→ Set problem a:
Answer these questions from the lecture outline below, marking each answer with the same numeral:
(i) What does the outline say CPUs optimize, and what does it say GPUs optimize?
(ii) What two techniques does Flash Attention use to reduce HBM accesses?
(iii) According to the final takeaway, what should be optimized first?
-------------------------
Lecture objectives and roadmap
Compute scaling motivates hardware-focused optimization
CPUs optimize latency while GPUs optimize throughput
GPU physical chip structure and memory proximity determine performance
GPU execution granularity: blocks, warps and threads
Logical memory model: registers, shared, and global memory
TPU architecture is conceptually similar to GPUs with MXU specialization
Matrix multiplies and tensor cores drive GPU value for ML
Compute has outpaced memory growth, making memory movement the bottleneck
Summary of GPU characteristics to guide optimization
Roofline model explains memory- vs compute-bound regimes
Warp divergence from conditionals degrades throughput
Lower-precision arithmetic increases effective memory bandwidth
Operator fusion reduces global memory traffic by composing kernels
Recomputation trades compute for memory to reduce global accesses
DRAM burst transfers and memory coalescing shape effective bandwidth
Tiling reuses on-chip memory to amortize global memory cost
Tiling arithmetic: global reads scale with N/T and shared reads scale with T
Tile-size discretization and alignment cause large throughput variance
Wave quantization: tiles, SM count and occupancy create cliffs
Practical optimization checklist for GPU kernels
Flash Attention uses tiling and recomputation to reduce HBM accesses for attention
Attention computation is tiled but softmax is a global normalization challenge
Online softmax enables tile-by-tile softmax computation
Flash Attention integrates tiled matmuls and recomputation for forward and backward passes
Final takeaway: optimize data movement first, then compute

Lecture objectives and roadmap

The lecture introduces the goals: demystify CUDA / GPUs and equip practitioners to accelerate model components with GPU-aware algorithms and implementations.
-------------------------
→ Set problem b:
How many lines of the listing below contain the string "toucan"? Case counts; give only the number.
-------------------------
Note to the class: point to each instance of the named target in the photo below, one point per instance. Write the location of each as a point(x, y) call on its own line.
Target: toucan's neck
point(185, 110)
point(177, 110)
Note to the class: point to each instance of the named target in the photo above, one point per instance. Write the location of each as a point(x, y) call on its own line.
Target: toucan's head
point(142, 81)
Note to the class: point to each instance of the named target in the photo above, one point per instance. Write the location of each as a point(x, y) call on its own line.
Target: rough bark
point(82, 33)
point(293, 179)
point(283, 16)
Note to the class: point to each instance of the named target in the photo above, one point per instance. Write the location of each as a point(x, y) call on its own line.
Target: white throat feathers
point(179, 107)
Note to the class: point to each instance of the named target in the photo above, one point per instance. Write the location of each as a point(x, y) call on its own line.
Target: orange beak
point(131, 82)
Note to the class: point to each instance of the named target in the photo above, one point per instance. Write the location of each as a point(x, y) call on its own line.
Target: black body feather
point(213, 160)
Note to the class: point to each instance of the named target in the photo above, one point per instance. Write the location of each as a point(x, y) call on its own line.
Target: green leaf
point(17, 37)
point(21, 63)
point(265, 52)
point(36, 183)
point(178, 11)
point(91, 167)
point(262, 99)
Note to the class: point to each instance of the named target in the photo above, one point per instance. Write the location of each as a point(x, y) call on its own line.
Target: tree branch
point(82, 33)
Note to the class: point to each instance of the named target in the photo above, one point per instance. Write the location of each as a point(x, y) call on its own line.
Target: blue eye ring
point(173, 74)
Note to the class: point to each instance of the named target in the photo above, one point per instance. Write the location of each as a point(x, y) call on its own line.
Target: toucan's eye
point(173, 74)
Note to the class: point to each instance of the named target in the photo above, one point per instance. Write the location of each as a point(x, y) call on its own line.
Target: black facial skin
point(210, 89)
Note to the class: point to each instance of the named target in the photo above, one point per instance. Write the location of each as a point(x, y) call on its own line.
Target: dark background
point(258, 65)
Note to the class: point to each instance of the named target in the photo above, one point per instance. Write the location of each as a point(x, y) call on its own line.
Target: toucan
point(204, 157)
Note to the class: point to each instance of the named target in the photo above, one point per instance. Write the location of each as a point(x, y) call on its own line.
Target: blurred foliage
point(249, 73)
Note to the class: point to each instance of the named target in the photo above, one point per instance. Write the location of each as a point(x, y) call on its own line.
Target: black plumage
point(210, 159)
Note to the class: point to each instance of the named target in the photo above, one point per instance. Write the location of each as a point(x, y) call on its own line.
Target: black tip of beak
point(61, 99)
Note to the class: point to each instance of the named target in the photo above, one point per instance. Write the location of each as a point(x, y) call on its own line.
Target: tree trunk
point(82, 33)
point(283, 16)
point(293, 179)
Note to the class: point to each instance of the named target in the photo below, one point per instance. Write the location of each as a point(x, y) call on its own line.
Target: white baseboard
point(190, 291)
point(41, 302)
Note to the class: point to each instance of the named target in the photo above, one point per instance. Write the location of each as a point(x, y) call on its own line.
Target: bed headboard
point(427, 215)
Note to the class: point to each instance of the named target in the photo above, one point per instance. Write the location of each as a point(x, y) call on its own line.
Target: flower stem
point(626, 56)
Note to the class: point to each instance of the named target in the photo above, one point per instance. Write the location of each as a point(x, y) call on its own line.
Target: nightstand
-------------------------
→ Correct output a:
(i) CPUs optimize latency; GPUs optimize throughput.
(ii) Tiling and recomputation.
(iii) Data movement, then compute.

→ Correct output b:
4